> [Source]
The operation mode notifies the notification infrastructure
about any Rx being received by the mean of
iwl_notification_wait_notify() which will do two things:
1) call the notif_wait handler
2) wakeup the thread that was waiting for the notification
Typically, only after those two steps happened, the
operation mode will run its own handler for the notification
that was received from the firmware. This means that the
thread that was waiting for that notification can be
running before the operation mode's handler was called.
When the operation mode's handler is ASYNC, things get even
worse since the thread that was waiting for the
notification isn't even guaranteed that the ASYNC callback
was added to async_handlers_list before it starts to run.
This means that even calling
iwl_mvm_wait_for_async_handlers() can't guarantee that
absolutely everything related to that notification has run.
The following can happen:
Thread sending the command Operation mode's Rx path
-------------------------- ------------------------
iwl_init_notification_wait()
iwl_mvm_send_cmd()
iwl_mvm_rx_common()
iwl_notification_wait_notify()
iwl_mvm_wait_for_async_handlers()

> [Directives]
A) State only the number of lines in the records that contain the string "wheel".
B) Extend the text on firmware notification handling, picking up right after its final line.
The text and the records come from unrelated sources.

Excerpts from point annotation data
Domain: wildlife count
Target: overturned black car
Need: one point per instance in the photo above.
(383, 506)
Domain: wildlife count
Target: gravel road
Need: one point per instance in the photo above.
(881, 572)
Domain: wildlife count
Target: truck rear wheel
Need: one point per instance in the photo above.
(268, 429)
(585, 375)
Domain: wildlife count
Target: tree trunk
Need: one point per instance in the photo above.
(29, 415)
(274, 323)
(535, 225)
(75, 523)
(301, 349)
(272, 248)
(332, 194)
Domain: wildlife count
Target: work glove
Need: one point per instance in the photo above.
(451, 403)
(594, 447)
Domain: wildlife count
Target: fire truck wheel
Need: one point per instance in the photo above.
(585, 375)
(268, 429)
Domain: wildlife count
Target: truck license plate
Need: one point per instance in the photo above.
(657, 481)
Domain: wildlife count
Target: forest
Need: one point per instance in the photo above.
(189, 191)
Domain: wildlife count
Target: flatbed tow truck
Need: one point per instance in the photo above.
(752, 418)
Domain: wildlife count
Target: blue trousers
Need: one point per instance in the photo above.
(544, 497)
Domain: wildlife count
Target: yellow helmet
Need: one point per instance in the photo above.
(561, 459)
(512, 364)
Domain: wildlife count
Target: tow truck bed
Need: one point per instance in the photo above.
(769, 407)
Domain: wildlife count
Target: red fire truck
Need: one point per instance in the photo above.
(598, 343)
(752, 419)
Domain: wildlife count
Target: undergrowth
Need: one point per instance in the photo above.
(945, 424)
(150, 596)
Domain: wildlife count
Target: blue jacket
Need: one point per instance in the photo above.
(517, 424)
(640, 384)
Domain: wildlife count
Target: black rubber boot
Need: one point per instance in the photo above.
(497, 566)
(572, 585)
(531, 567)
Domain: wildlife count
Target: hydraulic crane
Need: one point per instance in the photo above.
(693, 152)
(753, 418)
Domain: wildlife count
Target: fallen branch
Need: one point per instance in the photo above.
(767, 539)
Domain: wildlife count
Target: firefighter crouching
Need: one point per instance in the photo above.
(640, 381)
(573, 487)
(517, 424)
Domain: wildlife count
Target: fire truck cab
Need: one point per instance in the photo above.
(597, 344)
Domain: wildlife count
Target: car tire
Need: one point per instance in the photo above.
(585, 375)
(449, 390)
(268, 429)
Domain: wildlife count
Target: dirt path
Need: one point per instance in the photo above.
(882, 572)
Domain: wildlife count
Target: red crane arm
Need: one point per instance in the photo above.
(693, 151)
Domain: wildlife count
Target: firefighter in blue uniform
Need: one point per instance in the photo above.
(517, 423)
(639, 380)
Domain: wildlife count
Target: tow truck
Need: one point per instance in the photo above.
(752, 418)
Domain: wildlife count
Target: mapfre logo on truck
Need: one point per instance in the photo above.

> [Expected outputs]
A) 2

B)
// Possibly free some data
// structure
list_add_tail(async_handlers_list);
schedule_work(async_handlers_wk);
// Access the freed structure
Split the 'run notif_wait's handler' and the 'wake up the
thread' parts to fix this. This allows the operation mode
to do the following:
Thread sending the command Operation mode's Rx path
-------------------------- ------------------------
iwl_init_notification_wait()
iwl_mvm_send_cmd()
iwl_mvm_rx_common()
iwl_notification_wait()
// Will run the notif_wait's handler
list_add_tail(async_handlers_list);
schedule_work(async_handlers_wk);
iwl_notification_notify()
iwl_mvm_wait_for_async_handlers()
This way, the waiter is guaranteed that all the handlers
have been run (if SYNC), or at least enqueued (if ASYNC)
by the time it wakes up.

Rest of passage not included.